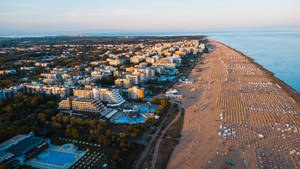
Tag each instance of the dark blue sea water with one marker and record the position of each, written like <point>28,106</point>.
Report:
<point>278,52</point>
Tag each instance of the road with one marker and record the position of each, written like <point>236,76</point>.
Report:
<point>145,152</point>
<point>156,150</point>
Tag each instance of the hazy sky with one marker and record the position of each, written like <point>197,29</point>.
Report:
<point>101,16</point>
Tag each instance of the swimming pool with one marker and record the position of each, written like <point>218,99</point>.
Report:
<point>56,158</point>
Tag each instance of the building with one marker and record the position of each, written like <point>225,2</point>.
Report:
<point>15,151</point>
<point>83,93</point>
<point>82,104</point>
<point>112,97</point>
<point>135,93</point>
<point>125,83</point>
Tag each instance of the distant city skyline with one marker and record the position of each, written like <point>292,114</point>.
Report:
<point>33,17</point>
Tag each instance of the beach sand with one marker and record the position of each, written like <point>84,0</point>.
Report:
<point>252,103</point>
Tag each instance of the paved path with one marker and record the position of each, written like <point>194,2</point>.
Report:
<point>145,152</point>
<point>156,150</point>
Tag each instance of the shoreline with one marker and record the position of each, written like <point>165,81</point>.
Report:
<point>284,86</point>
<point>246,109</point>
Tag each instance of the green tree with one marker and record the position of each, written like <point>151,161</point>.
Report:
<point>75,132</point>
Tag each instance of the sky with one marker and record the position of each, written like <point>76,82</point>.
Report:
<point>31,17</point>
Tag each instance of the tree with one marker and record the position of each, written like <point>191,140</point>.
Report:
<point>108,132</point>
<point>75,132</point>
<point>163,103</point>
<point>158,112</point>
<point>122,135</point>
<point>66,119</point>
<point>42,116</point>
<point>156,100</point>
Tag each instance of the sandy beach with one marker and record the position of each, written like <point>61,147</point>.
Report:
<point>235,110</point>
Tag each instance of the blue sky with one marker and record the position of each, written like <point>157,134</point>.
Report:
<point>106,16</point>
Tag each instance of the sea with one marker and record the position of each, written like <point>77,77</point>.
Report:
<point>279,52</point>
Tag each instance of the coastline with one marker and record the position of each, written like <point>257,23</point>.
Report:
<point>284,86</point>
<point>248,113</point>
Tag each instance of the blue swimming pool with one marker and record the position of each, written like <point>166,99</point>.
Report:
<point>57,158</point>
<point>147,108</point>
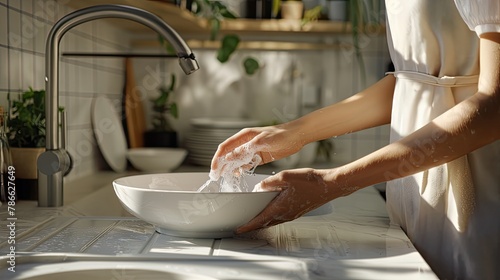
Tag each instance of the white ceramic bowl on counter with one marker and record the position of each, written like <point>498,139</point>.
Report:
<point>175,207</point>
<point>156,159</point>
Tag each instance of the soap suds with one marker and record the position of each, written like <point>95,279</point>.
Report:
<point>232,172</point>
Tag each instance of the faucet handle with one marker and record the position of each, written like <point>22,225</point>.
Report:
<point>64,140</point>
<point>64,129</point>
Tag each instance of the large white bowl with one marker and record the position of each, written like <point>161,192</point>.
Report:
<point>176,209</point>
<point>156,159</point>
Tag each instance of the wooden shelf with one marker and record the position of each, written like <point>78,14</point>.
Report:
<point>251,45</point>
<point>185,22</point>
<point>288,34</point>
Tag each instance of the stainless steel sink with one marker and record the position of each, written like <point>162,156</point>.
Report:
<point>52,266</point>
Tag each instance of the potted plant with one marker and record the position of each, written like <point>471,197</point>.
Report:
<point>26,137</point>
<point>292,9</point>
<point>163,134</point>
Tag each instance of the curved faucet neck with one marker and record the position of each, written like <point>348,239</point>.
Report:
<point>186,57</point>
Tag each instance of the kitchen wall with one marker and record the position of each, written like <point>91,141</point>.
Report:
<point>289,84</point>
<point>24,26</point>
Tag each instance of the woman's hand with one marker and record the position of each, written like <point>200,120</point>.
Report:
<point>301,190</point>
<point>270,143</point>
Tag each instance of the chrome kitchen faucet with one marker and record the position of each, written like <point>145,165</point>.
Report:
<point>55,162</point>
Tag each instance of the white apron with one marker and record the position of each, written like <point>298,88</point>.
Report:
<point>451,212</point>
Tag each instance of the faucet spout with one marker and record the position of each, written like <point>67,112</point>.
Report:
<point>56,162</point>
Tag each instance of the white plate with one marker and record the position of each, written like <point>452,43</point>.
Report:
<point>108,130</point>
<point>223,122</point>
<point>175,208</point>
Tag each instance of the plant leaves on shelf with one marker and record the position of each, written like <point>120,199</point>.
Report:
<point>251,65</point>
<point>228,46</point>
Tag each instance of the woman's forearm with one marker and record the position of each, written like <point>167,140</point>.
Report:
<point>469,125</point>
<point>369,108</point>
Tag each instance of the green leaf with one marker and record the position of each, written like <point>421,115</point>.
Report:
<point>251,65</point>
<point>172,82</point>
<point>214,28</point>
<point>174,110</point>
<point>228,46</point>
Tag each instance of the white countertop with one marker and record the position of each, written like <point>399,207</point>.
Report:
<point>353,241</point>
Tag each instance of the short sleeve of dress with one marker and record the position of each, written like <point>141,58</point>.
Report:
<point>482,16</point>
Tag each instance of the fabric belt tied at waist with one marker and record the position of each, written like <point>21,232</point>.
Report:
<point>445,81</point>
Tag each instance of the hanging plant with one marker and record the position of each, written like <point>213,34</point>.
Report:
<point>215,12</point>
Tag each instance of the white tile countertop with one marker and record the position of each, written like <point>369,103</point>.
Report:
<point>350,239</point>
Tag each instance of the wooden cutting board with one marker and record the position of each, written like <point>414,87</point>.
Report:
<point>133,108</point>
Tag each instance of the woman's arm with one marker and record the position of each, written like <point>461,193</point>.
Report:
<point>469,125</point>
<point>368,108</point>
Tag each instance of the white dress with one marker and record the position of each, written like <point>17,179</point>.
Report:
<point>451,212</point>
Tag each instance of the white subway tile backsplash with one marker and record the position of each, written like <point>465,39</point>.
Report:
<point>15,69</point>
<point>215,90</point>
<point>16,4</point>
<point>24,26</point>
<point>4,68</point>
<point>27,6</point>
<point>14,25</point>
<point>3,25</point>
<point>27,74</point>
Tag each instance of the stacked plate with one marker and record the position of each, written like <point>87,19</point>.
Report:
<point>208,133</point>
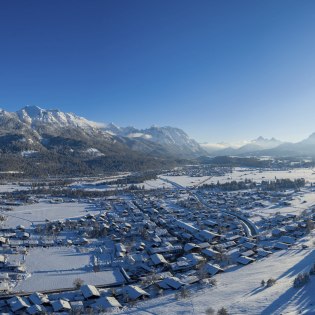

- - -

SET TASK: Retype all of the items above line for line, without changing any wording or coordinates. Leave the pictures out of your copy.

REPLY:
Tag each instance of the dark blue sea water with one marker and record the position of each, written like <point>28,106</point>.
Report:
<point>278,52</point>
Tag each instance of the road with one marker and record the position of each, written like <point>236,76</point>.
Report:
<point>145,152</point>
<point>156,150</point>
Tag each instance of the hazy sky with one marker and record the position of each, written like <point>197,29</point>.
Report:
<point>101,16</point>
Tag each instance of the swimming pool with one marker and record the position of each, written like <point>218,99</point>.
Report:
<point>56,158</point>
Tag each instance of the building with one marker and record the position of each, written like <point>225,2</point>.
Report:
<point>15,151</point>
<point>83,93</point>
<point>82,104</point>
<point>112,97</point>
<point>135,93</point>
<point>125,83</point>
Tag each instance of the distant city skyline with one marker and record the position of each, written like <point>292,114</point>.
Report:
<point>33,17</point>
Tag each instance of the beach sand with one marker and record the position of each, written like <point>84,0</point>.
Report:
<point>252,103</point>
Tag each instance of the paved path with one marker and record the position of each, written like <point>194,2</point>.
Report:
<point>145,152</point>
<point>156,150</point>
Tag each instance of the shoreline with one marker and record the position of each, written like <point>165,81</point>.
Report:
<point>284,86</point>
<point>246,109</point>
Tag each instance of the green tree with one marker and record the position of each, written like <point>151,161</point>.
Report:
<point>75,132</point>
Tag each instance of the sky with one marker and record the position of each, written like <point>76,82</point>.
Report:
<point>31,17</point>
Tag each instance of the tree with one marker and record the position of each, written like <point>191,140</point>.
Report:
<point>108,132</point>
<point>75,132</point>
<point>163,103</point>
<point>158,112</point>
<point>122,135</point>
<point>66,119</point>
<point>42,116</point>
<point>156,100</point>
Tag each instance of the sandy beach with one marker and record the position of each, written like <point>61,147</point>.
Report:
<point>235,110</point>
Tag each instance of the blue sky with one marker and record the position of each, written like <point>157,134</point>.
Report:
<point>106,16</point>
Tag each instance of the sea with one marker and record the position of each, written like <point>77,77</point>.
Report:
<point>279,52</point>
Tag each instance of the coastline with one marker and record the position of each, written like <point>257,23</point>.
Report:
<point>284,86</point>
<point>248,113</point>
Tag each instance of the blue swimming pool with one marker and record the position of each, written like <point>166,99</point>.
Report:
<point>57,158</point>
<point>147,108</point>
Tag each instance of the white ceramic bowl on counter with one marker and record the position of each, written like <point>498,139</point>.
Report:
<point>175,207</point>
<point>156,159</point>
Tag each instance of the soap suds with one marker and record the position of each, written like <point>95,279</point>.
Report:
<point>232,172</point>
Tag each instance of the faucet handle with one marker and record the position of each, written like <point>22,225</point>.
Report:
<point>64,140</point>
<point>64,129</point>
Tag each instance of the large white bowl with one marker and record the position of each, written like <point>161,192</point>.
Report:
<point>176,209</point>
<point>156,159</point>
Tag each instance of the wooden shelf with one marker and record the position of each, written like <point>78,14</point>.
Report:
<point>251,45</point>
<point>185,22</point>
<point>288,34</point>
Tag each instance of the stainless steel sink with one marker and record the position of each, written like <point>162,156</point>.
Report:
<point>52,266</point>
Tag each instance of the potted plant with one marker and record the position of each, written like <point>471,197</point>.
Report:
<point>26,137</point>
<point>292,9</point>
<point>163,134</point>
Tag each instance of the curved faucet neck with one marker and record the position of each, written like <point>348,239</point>.
Report:
<point>186,57</point>
Tag each instance of the kitchen wall with one marker and record the position of each, written like <point>91,141</point>.
Report:
<point>289,84</point>
<point>24,26</point>
Tag each instance of the woman's hand with one marker and record the position of each, written like <point>200,120</point>.
Report:
<point>301,190</point>
<point>270,143</point>
Tag each instance of the chrome kitchen faucet with one marker and record the position of each, written like <point>145,165</point>.
Report:
<point>55,162</point>
Tag each instance of the white apron with one marker and record the position of each, written like <point>298,88</point>.
Report:
<point>451,212</point>
Tag each instance of the faucet spout with one marker and record the position of each, written like <point>67,112</point>.
Report:
<point>56,162</point>
Tag each instance of the white plate with one marker and record the position of each, written like <point>452,43</point>.
Report:
<point>108,130</point>
<point>223,122</point>
<point>175,208</point>
Tag each instance of the plant leaves on shelf with one marker and record the position of each, written like <point>120,199</point>.
Report:
<point>251,65</point>
<point>228,46</point>
Tag each instance of the woman's forearm with one marker and record the position of each, written like <point>167,140</point>.
Report:
<point>469,125</point>
<point>369,108</point>
Tag each instance of the green leaf with one marker and record the position of each, written like <point>421,115</point>.
Report:
<point>251,65</point>
<point>172,82</point>
<point>214,28</point>
<point>174,110</point>
<point>228,46</point>
Tag each instance of the white countertop with one marker and record the position of each, written like <point>399,207</point>.
Report:
<point>353,241</point>
Tag each instance of the short sleeve of dress with one marker and record the position of each, written like <point>141,58</point>.
Report:
<point>482,16</point>
Tag each instance of the fabric belt tied at waist with one marker and record the position of each, written like <point>21,232</point>.
Report:
<point>445,81</point>
Tag each instance of the hanging plant with one marker and record the position of each, written like <point>213,34</point>.
Report:
<point>215,12</point>
Tag each instance of the white tile countertop with one marker and record the position of each, written like <point>369,103</point>.
Report:
<point>350,239</point>
Tag each instance of the wooden cutting board with one marker and record the position of each, written like <point>414,87</point>.
Report:
<point>133,108</point>
Tag each instance of the woman's arm with one marker and record the position of each, written like <point>461,193</point>.
Report:
<point>469,125</point>
<point>368,108</point>
Tag each instance of the white dress with one marker and record the position of each, written like <point>17,179</point>.
Report:
<point>451,212</point>
Tag each instance of the white subway tile backsplash with one marker and record the position of each, written like <point>465,39</point>.
Report:
<point>15,69</point>
<point>215,90</point>
<point>16,4</point>
<point>24,26</point>
<point>4,68</point>
<point>27,6</point>
<point>14,25</point>
<point>3,25</point>
<point>27,74</point>
Tag each instance of the stacked plate with one marker and record the position of each, written like <point>87,19</point>.
Report:
<point>208,133</point>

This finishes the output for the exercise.